━━━━━ INFORMATION SUPPLIED
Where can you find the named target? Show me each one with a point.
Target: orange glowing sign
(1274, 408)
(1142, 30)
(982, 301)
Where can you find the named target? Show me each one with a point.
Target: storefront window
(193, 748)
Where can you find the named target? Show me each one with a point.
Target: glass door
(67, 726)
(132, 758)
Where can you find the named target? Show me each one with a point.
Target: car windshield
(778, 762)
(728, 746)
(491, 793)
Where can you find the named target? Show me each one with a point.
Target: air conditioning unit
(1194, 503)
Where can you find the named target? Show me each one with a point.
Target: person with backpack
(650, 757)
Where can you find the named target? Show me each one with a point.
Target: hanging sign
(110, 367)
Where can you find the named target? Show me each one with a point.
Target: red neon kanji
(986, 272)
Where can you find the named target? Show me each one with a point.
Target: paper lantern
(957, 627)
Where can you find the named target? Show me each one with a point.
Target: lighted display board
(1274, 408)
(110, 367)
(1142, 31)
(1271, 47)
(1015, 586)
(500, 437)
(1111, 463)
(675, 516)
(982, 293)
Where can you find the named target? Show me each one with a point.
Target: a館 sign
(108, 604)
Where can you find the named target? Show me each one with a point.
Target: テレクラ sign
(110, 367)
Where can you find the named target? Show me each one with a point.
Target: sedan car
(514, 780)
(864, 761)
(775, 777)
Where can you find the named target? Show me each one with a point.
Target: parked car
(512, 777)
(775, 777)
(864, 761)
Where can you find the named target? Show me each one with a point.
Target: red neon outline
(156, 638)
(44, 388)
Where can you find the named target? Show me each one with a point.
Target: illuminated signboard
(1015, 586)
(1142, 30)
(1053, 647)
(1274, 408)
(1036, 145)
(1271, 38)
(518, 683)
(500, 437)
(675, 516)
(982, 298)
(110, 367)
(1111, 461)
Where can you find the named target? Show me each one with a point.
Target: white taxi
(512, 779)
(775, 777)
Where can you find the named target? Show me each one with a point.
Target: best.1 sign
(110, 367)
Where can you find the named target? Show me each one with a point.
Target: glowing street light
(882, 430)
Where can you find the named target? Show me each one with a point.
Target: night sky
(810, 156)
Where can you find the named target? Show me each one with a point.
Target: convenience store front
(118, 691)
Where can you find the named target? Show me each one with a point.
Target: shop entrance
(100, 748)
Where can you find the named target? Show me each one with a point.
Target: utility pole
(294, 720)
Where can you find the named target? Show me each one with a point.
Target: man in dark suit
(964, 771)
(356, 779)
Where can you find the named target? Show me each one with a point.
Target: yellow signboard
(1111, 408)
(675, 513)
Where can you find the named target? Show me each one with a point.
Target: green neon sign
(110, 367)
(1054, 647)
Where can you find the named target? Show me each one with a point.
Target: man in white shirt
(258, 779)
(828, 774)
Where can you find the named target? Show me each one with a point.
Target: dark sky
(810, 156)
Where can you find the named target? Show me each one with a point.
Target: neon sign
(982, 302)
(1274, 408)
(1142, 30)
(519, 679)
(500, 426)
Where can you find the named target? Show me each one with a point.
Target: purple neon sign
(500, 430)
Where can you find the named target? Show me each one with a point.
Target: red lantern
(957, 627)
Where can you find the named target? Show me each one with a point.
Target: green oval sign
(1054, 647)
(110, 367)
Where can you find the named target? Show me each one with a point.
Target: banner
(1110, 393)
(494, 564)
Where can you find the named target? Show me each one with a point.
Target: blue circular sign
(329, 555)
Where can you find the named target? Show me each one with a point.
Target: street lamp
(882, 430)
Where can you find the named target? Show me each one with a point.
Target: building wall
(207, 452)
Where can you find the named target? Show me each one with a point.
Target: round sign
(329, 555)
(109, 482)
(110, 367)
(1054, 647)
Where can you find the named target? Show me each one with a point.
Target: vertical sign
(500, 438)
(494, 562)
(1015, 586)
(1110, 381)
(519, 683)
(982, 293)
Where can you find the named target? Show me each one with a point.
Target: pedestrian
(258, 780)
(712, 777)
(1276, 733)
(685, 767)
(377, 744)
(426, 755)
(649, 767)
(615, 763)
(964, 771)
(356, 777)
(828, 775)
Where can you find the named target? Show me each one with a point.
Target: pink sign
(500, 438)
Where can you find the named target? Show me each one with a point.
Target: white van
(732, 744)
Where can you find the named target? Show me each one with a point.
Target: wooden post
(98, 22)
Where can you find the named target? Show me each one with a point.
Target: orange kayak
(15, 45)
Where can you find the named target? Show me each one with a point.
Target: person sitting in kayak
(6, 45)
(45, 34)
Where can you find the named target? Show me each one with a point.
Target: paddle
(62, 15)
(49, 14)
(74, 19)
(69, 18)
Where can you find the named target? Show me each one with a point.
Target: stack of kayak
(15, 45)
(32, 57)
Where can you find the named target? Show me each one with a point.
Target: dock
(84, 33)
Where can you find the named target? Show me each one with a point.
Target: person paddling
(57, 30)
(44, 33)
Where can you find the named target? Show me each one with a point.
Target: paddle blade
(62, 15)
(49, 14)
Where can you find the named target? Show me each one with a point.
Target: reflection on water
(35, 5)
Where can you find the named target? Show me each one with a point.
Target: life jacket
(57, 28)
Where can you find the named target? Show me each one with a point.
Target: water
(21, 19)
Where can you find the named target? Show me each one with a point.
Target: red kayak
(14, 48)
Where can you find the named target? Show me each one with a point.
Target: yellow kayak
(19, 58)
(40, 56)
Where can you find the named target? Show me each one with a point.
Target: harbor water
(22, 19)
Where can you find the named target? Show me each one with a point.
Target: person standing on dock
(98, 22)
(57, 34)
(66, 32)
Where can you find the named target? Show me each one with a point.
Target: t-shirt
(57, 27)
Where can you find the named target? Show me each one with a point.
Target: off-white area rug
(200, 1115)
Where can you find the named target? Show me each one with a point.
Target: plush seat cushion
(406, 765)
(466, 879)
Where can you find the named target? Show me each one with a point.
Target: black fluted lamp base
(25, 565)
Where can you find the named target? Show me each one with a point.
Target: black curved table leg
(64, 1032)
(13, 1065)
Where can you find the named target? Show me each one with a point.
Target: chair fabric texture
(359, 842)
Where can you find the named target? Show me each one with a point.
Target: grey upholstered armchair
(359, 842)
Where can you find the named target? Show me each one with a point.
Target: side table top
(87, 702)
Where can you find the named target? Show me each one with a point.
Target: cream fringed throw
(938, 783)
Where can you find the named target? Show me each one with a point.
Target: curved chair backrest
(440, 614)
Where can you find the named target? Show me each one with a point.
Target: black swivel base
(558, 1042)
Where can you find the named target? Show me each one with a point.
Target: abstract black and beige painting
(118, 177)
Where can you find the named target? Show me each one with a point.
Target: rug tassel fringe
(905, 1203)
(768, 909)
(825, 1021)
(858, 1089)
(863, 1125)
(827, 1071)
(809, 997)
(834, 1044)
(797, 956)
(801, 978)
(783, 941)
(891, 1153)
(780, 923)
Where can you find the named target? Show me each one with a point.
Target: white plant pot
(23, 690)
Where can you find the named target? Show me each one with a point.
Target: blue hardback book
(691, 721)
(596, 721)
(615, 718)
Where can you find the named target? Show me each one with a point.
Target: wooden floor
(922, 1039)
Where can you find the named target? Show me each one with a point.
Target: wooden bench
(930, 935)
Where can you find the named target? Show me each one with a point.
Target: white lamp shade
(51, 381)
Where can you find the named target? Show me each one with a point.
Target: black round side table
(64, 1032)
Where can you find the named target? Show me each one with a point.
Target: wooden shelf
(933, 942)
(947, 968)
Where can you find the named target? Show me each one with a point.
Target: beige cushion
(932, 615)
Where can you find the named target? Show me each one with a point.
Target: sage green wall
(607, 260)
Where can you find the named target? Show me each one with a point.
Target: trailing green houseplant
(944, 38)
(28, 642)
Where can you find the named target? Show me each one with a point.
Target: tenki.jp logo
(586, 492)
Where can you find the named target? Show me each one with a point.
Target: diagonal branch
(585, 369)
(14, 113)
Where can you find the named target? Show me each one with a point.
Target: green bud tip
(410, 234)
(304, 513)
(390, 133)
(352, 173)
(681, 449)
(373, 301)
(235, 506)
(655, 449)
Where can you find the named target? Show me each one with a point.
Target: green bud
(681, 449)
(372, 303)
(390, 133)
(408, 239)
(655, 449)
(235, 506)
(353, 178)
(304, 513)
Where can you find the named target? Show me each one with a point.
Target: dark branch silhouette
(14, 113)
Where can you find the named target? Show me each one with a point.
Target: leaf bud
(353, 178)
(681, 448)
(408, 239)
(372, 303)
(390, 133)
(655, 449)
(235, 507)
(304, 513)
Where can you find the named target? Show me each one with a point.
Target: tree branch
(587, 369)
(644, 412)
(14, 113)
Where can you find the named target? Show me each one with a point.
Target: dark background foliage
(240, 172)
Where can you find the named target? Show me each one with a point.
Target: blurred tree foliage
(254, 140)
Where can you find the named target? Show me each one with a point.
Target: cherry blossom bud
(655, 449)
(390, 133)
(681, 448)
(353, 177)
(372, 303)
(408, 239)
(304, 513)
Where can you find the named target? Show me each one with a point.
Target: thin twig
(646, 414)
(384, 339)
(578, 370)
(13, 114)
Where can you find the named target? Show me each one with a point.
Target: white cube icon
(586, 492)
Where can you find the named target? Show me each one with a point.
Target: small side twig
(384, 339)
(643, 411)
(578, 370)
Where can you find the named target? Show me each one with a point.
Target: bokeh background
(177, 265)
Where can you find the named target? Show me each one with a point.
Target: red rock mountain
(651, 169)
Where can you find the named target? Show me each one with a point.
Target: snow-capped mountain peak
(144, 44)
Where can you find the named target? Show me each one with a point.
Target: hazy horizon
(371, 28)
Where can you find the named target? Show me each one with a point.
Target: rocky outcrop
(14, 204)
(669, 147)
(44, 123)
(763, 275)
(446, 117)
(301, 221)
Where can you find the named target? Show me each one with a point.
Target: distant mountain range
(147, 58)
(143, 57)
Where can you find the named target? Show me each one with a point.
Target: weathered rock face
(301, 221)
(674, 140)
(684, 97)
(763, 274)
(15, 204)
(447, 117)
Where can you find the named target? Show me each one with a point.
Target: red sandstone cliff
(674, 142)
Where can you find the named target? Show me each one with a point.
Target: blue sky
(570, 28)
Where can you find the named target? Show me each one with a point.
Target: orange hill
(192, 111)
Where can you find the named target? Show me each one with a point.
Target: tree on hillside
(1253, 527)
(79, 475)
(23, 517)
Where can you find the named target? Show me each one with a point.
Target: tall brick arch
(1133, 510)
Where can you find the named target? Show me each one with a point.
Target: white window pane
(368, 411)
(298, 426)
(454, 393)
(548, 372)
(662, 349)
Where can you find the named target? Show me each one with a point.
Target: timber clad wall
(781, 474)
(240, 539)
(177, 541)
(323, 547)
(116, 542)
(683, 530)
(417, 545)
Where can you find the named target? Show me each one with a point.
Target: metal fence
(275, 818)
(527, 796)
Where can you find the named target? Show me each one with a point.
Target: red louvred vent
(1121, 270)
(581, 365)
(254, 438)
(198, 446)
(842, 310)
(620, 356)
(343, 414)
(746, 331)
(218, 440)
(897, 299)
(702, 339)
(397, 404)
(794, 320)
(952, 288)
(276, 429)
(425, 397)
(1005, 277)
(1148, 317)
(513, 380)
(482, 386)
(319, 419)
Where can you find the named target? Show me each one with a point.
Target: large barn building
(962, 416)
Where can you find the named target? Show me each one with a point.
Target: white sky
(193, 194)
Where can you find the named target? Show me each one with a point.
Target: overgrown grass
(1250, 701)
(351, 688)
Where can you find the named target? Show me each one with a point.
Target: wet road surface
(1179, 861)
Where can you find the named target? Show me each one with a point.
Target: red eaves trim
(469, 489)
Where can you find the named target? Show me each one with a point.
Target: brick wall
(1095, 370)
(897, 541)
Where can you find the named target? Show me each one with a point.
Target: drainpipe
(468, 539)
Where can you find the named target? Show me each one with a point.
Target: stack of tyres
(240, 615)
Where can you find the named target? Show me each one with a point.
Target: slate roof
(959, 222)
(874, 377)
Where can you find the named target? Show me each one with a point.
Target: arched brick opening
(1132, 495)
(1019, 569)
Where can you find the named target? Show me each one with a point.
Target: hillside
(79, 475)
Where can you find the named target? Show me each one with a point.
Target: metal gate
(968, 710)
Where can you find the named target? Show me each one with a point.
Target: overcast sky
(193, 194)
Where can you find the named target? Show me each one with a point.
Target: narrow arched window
━━━━━━━━━━
Render the listing, from its first line through the line containing "(1194, 503)", as a Markdown table with the columns Row and Line, numbering each line and omitting any blank lines.

THE SOLUTION:
| Row | Line |
|---|---|
| 1 | Where can you find the named target? Show me each one with a point. |
| 2 | Target: orange glowing sign |
| 3 | (1274, 408) |
| 4 | (1142, 30) |
| 5 | (982, 301) |
| 6 | Where can you find the named target? Show me each one with a point. |
| 7 | Target: storefront window |
| 8 | (193, 748) |
| 9 | Where can you find the named target? Show me each one with a point. |
| 10 | Target: glass door |
| 11 | (67, 726) |
| 12 | (132, 758) |
| 13 | Where can you find the named target? Show me each one with a point. |
| 14 | Target: car windshield |
| 15 | (778, 762) |
| 16 | (728, 746) |
| 17 | (491, 793) |
| 18 | Where can you find the named target? Show me each one with a point. |
| 19 | Target: air conditioning unit |
| 20 | (1194, 503) |